What is being asked:
Return, without any change, every line of the data below from the line containing "</instance>" down to the final line of the data, including both of those lines.
*** Task data ***
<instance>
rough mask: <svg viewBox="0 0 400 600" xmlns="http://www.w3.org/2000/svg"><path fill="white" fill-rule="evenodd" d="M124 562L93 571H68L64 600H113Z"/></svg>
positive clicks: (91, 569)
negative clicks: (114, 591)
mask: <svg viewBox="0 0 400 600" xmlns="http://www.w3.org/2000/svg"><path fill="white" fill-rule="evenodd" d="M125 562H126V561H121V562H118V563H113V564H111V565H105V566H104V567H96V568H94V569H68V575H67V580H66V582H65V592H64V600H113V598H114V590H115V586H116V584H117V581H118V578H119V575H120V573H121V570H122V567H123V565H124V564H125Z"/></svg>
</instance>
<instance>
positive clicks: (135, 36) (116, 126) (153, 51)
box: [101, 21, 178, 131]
*** End of Task data ***
Exercise solution:
</instance>
<instance>
positive clicks: (135, 36) (116, 126) (153, 51)
box: [101, 21, 178, 131]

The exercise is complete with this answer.